[Passage provided]
====================

That is what leadership looks like.
A window opens for disciplined investors
For investors, this may also be one of the most interesting periods we have seen in years.
Why?
Because fear creates space.
When people get spooked, they pause. When headlines get ugly, they hesitate. When policy changes land, a lot of investors retreat to the sidelines because they cannot separate noise from opportunity.
That can create a window for serious investors.
If there is less competition from investors, then the people who are still prepared, still financed, still strategic and still willing to do the work may find themselves in a stronger position. They may face less heat at auction. They may get more time to make decisions. They may be able to negotiate better. They may be able to buy assets that others are too nervous to pursue.
But that only applies to investors who know what they are doing.
This is not a call to rush in blindly. Quite the opposite.
This is a call to get sharper.
Investors need to revisit their strategy. They need to understand what these changes mean for their personal position. They need to speak with their accountant, broker, financial adviser and property adviser. They need to model the numbers properly. They need to look at cash flow before tax, after tax, at today’s interest rates and at higher rates. They need to understand land tax, insurance, maintenance, vacancy risk and liquidity.

====================

[Extracted information]
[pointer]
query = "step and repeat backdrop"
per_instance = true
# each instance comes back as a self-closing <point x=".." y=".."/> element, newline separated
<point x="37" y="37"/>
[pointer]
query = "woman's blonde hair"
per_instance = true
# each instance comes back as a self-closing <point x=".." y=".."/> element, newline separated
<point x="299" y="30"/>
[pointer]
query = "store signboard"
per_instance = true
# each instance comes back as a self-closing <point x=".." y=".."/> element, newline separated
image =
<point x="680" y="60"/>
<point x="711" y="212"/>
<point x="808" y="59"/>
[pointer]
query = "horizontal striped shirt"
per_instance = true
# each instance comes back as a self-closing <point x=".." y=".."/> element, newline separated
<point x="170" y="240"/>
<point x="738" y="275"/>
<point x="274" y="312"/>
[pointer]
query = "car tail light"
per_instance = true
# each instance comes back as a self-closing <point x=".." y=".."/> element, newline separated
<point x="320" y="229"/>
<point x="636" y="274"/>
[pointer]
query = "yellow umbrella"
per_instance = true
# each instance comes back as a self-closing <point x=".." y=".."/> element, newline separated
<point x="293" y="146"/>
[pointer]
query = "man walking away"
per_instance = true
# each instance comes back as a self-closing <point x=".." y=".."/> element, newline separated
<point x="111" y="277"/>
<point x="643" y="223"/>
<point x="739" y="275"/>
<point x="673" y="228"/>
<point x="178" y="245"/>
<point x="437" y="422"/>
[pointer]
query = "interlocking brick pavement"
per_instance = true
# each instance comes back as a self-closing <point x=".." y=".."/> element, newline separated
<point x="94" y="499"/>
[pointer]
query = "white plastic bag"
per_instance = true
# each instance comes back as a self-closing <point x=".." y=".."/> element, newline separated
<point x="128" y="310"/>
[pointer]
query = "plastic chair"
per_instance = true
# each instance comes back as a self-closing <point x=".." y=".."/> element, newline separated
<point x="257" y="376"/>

====================

[List of tasks]
(a) Please list every professional that the property investment passage says investors should speak with.
(b) Resume the property investment passage, picking up after its final sentence about land tax, insurance, maintenance, vacancy risk and liquidity.
The material comes from a separate source and has no connection to the property investment passage.

[Per-task answers]
(a) accountant, broker, financial adviser, property adviser

(b)
In other words, they need to behave like investors.
Not speculators. Not headline chasers. Not people looking for a tax deduction with a property attached to it.\
Real investors.
The property investment advice sector has a responsibility here. This is not a moment to scare people into action. It is not a moment to use fear as a marketing funnel. It is not a moment to tell everyone that the sky is falling so they book a call.
It is a moment to educate.
Explain what has changed. Explain what has not changed. Explain who is impacted. Explain who is not. Explain where the risks are. Explain where the opportunities may be. Explain that property investment has never been a one-size-fits-all game, and it certainly is not one now.
The advisers who do that well will build trust.
The advisers who run around screaming will burn it.
The simple truth is this: Australia still needs private investment in housing. Renters still need quality homes. Investors still need long-term wealth-building options. The housing shortage has not disappeared because the tax rules have changed. Population growth has not disappeared. The need for good advice has not disappeared.
What has disappeared is the luxury of lazy strategy.
And that is why I am optimistic.
I am optimistic because disruption forces better thinking. It forces better advice. It forces better asset selection. It forces investors to understand their numbers. It forces businesses to sharpen their value proposition. It forces the whole sector to become more professional.
That is good for investors.
That is good for clients.
And in the long run, it is good for the property investment advice industry.
So to the buyer’s agents, brokers, accountants, lenders, advisers and property professionals who are feeling anxious right now: take a breath.
Do not confuse disruption with destruction.
Do not confuse policy change with the end of opportunity.
Do not confuse fear in the market with the absence of demand.
Your clients need you. They need calm heads. They need clear thinking. They need people who can look past the headline and explain what to do next.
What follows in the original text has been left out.